>> begin Page extract

Jonathan Lewis' continuing series on the Oracle optimizer and how it transforms queries into execution plans:
- Transformations by the Oracle Optimizer
- The effects of NULL with NOT IN on Oracle transformations
- Oracle subquery caching and subquery pushing
- Oracle optimizer removing or coalescing subqueries
- Oracle optimizer Or Expansion Transformations
There are two versions of this transformation, the “legacy” Or-Expansion – formerly known as “Concatenation” – and the new (12.2) implementation that allows Oracle greater scope and flexibility in its use. The basic mechanism is essentially the same in both versions though the shape of the execution plan does change. The key feature is that the optimizer can take a single query block and transform it into a UNION ALL
of 2 or more query blocks which can then be optimized and run separately.

>> end Page extract
>> begin Excerpted records

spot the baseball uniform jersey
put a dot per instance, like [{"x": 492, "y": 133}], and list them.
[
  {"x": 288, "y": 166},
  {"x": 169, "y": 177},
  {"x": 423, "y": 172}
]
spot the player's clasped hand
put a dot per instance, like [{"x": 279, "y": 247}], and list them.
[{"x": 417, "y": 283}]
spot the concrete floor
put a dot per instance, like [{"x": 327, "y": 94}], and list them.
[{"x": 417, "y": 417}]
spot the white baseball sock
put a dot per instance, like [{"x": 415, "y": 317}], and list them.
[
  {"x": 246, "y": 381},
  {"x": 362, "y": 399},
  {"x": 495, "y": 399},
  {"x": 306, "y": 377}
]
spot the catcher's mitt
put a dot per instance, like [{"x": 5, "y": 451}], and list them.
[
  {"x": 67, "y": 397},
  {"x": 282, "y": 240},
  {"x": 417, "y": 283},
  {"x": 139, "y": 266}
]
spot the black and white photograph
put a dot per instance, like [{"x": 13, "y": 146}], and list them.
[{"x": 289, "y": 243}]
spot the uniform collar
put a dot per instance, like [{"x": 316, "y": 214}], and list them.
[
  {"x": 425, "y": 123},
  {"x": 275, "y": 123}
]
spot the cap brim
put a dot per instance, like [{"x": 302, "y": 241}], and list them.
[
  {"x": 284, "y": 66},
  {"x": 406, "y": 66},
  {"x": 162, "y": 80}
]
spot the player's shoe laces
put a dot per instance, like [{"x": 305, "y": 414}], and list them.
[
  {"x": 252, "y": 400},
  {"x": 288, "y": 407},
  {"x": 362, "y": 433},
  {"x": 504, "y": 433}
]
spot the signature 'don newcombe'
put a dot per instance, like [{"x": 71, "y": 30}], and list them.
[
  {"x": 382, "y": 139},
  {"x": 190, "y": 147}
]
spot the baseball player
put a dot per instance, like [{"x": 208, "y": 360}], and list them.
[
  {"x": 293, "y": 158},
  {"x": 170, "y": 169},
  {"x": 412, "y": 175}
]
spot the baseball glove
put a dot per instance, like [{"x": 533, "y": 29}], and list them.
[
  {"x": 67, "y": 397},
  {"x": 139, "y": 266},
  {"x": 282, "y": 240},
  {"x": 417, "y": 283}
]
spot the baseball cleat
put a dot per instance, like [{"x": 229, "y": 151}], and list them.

>> end Excerpted records

== Goal of the exercise ==
Copy the Oracle optimizer text from "Jonathan Lewis' continuing" to "and run separately.", switching "legacy" to "original".

== Written response ==
Jonathan Lewis' continuing series on the Oracle optimizer and how it transforms queries into execution plans:
- Transformations by the Oracle Optimizer
- The effects of NULL with NOT IN on Oracle transformations
- Oracle subquery caching and subquery pushing
- Oracle optimizer removing or coalescing subqueries
- Oracle optimizer Or Expansion Transformations
There are two versions of this transformation, the “original” Or-Expansion – formerly known as “Concatenation” – and the new (12.2) implementation that allows Oracle greater scope and flexibility in its use. The basic mechanism is essentially the same in both versions though the shape of the execution plan does change. The key feature is that the optimizer can take a single query block and transform it into a UNION ALL
of 2 or more query blocks which can then be optimized and run separately.